#### OBJECTIVE
Find every line in the rows below that contains the word "group", and copy each of those lines. Matching is case-sensitive.

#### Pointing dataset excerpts
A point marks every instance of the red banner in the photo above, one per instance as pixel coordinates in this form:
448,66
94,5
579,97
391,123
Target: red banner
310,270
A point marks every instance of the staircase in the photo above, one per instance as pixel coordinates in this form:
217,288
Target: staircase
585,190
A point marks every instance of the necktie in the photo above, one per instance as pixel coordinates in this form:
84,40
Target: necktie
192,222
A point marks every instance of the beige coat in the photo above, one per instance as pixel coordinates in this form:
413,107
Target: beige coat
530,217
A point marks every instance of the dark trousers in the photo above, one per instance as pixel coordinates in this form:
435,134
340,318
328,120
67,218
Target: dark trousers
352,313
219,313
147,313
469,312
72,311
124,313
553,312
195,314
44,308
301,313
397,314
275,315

...

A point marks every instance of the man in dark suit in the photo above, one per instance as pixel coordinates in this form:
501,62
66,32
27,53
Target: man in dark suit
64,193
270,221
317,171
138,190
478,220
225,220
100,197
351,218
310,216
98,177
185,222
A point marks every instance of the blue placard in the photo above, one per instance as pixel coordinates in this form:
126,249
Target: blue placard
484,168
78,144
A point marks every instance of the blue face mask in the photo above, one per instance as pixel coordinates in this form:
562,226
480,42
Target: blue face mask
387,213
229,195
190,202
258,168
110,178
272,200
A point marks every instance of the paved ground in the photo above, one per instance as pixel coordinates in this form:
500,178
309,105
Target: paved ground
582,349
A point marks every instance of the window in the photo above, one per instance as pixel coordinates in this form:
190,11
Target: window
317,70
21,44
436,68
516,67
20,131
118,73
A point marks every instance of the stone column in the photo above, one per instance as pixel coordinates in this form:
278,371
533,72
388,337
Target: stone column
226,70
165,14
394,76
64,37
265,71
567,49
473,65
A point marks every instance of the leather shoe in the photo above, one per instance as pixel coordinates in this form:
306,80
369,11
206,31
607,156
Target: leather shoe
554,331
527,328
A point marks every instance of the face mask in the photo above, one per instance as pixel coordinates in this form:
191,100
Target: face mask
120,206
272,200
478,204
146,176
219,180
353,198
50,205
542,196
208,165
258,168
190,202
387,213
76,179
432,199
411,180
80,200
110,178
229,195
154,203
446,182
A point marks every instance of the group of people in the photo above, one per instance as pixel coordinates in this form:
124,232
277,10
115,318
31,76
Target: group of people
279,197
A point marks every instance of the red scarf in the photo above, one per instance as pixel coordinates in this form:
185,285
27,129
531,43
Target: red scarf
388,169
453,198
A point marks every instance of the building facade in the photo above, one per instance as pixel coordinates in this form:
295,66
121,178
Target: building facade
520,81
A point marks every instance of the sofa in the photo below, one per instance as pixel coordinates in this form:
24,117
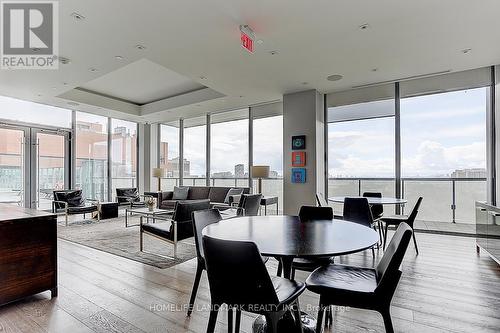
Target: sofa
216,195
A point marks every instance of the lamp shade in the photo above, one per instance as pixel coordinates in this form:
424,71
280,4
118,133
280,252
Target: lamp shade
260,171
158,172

#### OUTPUT FOR THIS TASK
A point marks every instance of the group of people in the photo above, one per instance as pixel coordinates in this form:
Target: group of people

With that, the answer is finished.